In the update notes, how many speakers does TTS now support?

PAGE EXTRACT START

This command sets the theme to a custom theme and selects French as the interface language. Feel free to customize these arguments according to your preferences and requirements.

📖 News

🔥 2024/18/05: New Update Details

Added option Overlap Reduction
OpenAI API Key Integration for Transcription, translation, and TTS
More output types: subtitles by speaker, separate audio sound, and video only with subtitles
Access to a better-performing version of Whisper for transcribing speech on the Hugging Face Whisper page. Copy the repository ID and paste it into the 'Whisper ASR model' section in 'Advanced Settings'; e.g., kotoba-tech/kotoba-whisper-v1.1 for Japanese transcription available here
Support for ASS subtitles and batch processing with subtitles
Vocal enhancement before transcription
Added CPU mode with app_rvc.py --cpu_mode
TTS now supports up to 12 speakers
OpenVoiceV2 integration for voice imitation
PDF to videobook (displays images from the PDF)

PAGE EXTRACT END
DATA START

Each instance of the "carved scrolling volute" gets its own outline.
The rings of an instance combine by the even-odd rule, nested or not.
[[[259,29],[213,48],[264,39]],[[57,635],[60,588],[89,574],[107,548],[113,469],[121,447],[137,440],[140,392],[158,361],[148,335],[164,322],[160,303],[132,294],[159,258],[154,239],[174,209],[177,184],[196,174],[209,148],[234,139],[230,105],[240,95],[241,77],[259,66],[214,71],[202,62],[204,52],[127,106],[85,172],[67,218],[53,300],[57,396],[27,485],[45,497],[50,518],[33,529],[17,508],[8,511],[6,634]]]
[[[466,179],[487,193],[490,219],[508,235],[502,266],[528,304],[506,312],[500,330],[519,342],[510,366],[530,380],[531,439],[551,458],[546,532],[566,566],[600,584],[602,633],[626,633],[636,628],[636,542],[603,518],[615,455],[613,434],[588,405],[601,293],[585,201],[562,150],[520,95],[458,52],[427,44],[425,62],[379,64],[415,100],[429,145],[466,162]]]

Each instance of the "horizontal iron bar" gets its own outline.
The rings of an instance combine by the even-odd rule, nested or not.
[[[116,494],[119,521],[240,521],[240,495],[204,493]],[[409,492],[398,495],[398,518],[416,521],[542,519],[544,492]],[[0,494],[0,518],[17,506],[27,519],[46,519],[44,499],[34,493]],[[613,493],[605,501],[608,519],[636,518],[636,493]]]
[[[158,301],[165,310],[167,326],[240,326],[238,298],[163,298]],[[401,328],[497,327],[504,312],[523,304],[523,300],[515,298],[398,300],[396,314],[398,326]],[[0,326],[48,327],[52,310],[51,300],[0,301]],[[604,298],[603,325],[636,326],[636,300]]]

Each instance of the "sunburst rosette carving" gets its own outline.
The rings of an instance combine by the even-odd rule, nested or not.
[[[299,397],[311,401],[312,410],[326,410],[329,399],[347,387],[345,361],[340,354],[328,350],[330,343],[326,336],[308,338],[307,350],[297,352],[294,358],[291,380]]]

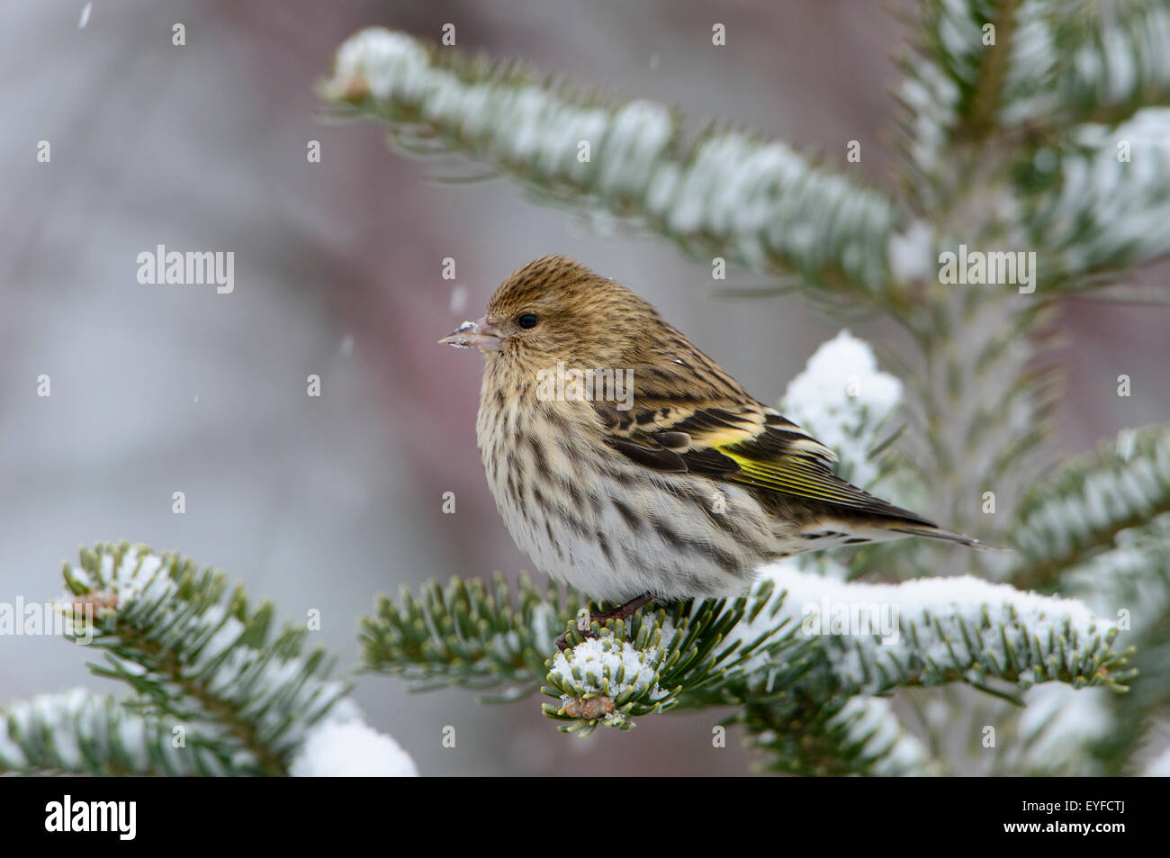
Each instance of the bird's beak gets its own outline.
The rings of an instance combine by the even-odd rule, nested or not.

DATA END

— SOLUTION TO THE EXERCISE —
Up to 12 speakers.